# Fragmento

RESPUESTA [del Papa Juan Pablo II]
Sí, tiene usted razón, y le agradezco la pregunta. Entre las religiones que se indican en Nostra aetate, es necesario prestar una especial atención al budismo, que según un cierto punto de vista es, como el cristianismo, una religión de salvación. Sin embargo, hay que añadir de inmediato que la soteriología del budismo y la del cristianismo son, por así decirlo, contrarias.
En Occidente es bien conocida la figura del Dalai-Lama, cabeza espiritual de los tibetanos. También yo me he entrevistado con él algunas veces. Él presenta el budismo a los hombres de Occidente cristiano y suscita interés tanto por la espiritualidad budista como por sus métodos de oración. Tuve ocasión también de entrevistarme con el «patriarca» budista de Bangkok en Tailandia, y entre los monjes que lo rodeaban había algunas personas provenientes, por ejemplo, de los Estados Unidos. Hoy podemos comprobar que se está dando una cierta difusión del budismo en Occidente.
La soteriología del budismo constituye el punto central, más aún, el único de este sistema. Sin embargo, tanto la tradición budista como los métodos que se derivan de ella conocen casi exclusivamente una soteriología negativa.

# Tareas del ejercicio
(a) Edita el fragmento sobre el budismo desde "En Occidente es" hasta "una soteriología negativa." y sustituye "Tailandia" por "Siam".
(b) ¿Cómo se traduce al inglés esta oración del fragmento sobre el budismo: "La soteriología del budismo constituye el punto central, más aún, el único de este sistema."?

# Información extraída
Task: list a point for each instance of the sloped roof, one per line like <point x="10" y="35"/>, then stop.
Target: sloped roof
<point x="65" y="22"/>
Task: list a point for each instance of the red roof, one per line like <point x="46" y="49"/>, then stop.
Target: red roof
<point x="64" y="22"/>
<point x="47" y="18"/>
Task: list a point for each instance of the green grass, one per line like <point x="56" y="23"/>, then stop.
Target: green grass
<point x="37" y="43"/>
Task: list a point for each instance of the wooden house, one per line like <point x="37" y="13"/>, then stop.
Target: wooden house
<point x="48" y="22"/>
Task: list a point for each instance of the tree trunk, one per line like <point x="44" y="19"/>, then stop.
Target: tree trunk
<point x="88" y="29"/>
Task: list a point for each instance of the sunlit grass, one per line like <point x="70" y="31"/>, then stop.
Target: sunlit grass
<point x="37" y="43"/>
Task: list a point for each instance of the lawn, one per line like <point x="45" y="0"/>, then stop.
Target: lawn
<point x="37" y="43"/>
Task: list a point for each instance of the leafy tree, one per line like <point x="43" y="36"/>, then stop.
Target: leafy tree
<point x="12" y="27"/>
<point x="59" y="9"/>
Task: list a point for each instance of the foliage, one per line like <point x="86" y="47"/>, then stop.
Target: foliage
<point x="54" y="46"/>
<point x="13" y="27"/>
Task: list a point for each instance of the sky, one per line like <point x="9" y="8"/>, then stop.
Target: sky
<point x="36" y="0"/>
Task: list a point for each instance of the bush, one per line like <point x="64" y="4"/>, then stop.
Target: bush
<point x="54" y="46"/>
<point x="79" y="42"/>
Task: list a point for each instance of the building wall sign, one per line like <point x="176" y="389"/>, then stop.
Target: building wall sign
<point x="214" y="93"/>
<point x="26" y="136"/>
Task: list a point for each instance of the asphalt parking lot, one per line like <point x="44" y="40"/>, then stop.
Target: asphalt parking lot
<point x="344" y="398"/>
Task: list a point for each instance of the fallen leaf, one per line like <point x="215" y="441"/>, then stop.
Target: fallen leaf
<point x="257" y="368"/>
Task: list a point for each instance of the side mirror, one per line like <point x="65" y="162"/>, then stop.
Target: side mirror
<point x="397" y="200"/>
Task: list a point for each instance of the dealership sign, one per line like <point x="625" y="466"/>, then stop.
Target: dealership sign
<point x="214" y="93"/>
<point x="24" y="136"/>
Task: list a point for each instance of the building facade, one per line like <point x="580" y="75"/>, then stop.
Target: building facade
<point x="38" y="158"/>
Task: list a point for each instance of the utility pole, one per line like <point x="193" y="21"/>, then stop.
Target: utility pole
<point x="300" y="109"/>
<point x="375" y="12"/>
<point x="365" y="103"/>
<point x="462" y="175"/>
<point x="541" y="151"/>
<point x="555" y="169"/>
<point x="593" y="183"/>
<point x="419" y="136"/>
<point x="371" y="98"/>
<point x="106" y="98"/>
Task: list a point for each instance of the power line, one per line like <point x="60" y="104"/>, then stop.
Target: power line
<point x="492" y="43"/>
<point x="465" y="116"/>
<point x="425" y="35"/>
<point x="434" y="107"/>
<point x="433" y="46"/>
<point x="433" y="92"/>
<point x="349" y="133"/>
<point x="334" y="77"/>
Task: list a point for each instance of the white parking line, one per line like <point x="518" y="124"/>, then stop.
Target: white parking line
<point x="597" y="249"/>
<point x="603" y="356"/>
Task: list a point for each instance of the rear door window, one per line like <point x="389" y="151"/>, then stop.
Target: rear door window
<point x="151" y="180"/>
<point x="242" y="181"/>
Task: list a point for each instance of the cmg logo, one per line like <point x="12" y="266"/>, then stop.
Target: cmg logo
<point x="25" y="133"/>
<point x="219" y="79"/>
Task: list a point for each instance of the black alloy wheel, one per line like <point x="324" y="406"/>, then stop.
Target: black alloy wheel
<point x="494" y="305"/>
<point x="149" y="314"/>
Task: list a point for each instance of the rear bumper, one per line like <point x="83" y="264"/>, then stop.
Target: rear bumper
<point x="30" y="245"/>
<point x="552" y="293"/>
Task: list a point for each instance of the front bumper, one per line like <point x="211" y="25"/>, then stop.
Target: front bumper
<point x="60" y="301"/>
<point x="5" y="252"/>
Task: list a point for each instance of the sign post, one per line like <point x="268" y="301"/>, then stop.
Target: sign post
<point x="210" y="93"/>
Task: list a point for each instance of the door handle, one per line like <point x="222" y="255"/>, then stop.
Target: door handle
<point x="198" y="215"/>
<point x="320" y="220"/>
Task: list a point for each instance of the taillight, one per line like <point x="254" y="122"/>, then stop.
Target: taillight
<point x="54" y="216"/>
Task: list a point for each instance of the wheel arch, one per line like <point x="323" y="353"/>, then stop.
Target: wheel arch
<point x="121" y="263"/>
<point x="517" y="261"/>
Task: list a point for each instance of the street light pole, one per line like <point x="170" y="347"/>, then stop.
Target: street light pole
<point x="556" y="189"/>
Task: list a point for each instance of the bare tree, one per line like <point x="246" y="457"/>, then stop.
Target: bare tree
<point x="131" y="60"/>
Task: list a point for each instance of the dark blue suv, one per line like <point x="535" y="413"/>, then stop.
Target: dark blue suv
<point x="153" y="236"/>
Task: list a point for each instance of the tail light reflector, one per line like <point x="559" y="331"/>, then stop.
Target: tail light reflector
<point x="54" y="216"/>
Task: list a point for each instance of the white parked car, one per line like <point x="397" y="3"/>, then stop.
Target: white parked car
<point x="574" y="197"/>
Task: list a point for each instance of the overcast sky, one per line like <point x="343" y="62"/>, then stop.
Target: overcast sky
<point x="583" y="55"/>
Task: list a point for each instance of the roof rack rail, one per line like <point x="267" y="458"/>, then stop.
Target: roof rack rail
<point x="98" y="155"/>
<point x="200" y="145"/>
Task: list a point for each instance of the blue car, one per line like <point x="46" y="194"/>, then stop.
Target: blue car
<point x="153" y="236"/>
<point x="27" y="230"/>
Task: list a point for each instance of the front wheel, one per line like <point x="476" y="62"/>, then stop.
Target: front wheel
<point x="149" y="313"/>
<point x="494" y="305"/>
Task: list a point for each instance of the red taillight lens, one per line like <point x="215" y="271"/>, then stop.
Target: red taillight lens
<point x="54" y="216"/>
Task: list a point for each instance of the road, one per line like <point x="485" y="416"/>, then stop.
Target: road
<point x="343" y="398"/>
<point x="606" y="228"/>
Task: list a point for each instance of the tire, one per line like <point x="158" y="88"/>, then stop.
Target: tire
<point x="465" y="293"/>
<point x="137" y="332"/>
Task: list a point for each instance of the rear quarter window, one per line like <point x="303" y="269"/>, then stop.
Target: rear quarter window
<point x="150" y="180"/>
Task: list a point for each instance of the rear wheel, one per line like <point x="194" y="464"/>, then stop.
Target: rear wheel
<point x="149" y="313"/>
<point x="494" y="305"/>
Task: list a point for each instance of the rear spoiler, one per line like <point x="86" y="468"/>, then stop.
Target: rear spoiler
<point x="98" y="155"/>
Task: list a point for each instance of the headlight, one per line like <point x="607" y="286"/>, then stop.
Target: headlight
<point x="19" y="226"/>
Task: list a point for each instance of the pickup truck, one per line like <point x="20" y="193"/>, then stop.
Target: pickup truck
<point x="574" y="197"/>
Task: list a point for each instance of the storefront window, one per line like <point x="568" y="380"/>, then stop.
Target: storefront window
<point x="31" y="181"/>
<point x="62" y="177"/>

# Resultados finales
(a)
En Occidente es bien conocida la figura del Dalai-Lama, cabeza espiritual de los tibetanos. También yo me he entrevistado con él algunas veces. Él presenta el budismo a los hombres de Occidente cristiano y suscita interés tanto por la espiritualidad budista como por sus métodos de oración. Tuve ocasión también de entrevistarme con el «patriarca» budista de Bangkok en Siam, y entre los monjes que lo rodeaban había algunas personas provenientes, por ejemplo, de los Estados Unidos. Hoy podemos comprobar que se está dando una cierta difusión del budismo en Occidente.
La soteriología del budismo constituye el punto central, más aún, el único de este sistema. Sin embargo, tanto la tradición budista como los métodos que se derivan de ella conocen casi exclusivamente una soteriología negativa.

(b) The soteriology of Buddhism constitutes the central point, indeed the only one, of this system.